SUPPLIED DATA =>
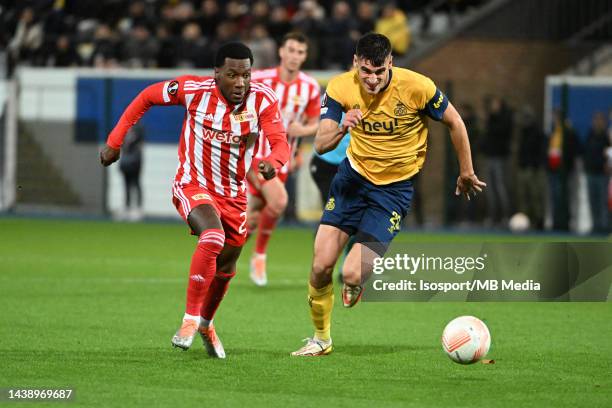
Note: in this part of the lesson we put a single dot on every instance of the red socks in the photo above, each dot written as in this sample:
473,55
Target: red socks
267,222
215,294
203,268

* * *

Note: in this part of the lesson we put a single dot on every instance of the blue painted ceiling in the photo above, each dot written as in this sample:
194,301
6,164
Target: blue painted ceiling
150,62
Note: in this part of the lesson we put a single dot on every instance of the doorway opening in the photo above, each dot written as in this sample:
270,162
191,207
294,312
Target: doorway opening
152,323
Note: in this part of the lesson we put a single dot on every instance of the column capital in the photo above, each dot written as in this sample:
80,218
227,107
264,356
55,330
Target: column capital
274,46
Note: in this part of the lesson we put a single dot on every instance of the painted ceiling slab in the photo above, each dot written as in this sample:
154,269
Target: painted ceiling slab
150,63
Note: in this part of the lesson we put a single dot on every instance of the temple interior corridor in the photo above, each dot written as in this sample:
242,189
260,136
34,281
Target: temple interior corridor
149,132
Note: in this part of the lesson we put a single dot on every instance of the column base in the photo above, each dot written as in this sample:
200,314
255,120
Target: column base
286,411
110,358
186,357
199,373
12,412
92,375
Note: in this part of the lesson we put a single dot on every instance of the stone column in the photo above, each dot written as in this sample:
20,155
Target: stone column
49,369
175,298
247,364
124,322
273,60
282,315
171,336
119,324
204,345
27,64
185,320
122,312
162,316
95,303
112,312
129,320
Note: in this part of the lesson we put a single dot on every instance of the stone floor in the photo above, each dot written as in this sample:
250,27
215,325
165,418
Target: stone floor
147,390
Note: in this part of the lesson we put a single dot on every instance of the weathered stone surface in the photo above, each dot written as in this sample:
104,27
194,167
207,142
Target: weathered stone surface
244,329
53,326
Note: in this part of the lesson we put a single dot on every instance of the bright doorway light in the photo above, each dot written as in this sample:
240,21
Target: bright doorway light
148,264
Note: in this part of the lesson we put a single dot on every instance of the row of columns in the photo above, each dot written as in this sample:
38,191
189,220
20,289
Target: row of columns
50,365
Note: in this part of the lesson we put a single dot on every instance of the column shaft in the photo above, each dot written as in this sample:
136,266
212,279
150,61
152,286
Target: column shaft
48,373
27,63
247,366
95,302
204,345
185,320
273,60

PROBLEM => Report every line of the data above that contains the word "weathered", copying each such line in full.

FINISHED TASK =>
Note: in this part of the lesson we put a single dot on every instance of the weathered stone surface in the photo above, each dot written as in this sample:
Target: weathered stone surface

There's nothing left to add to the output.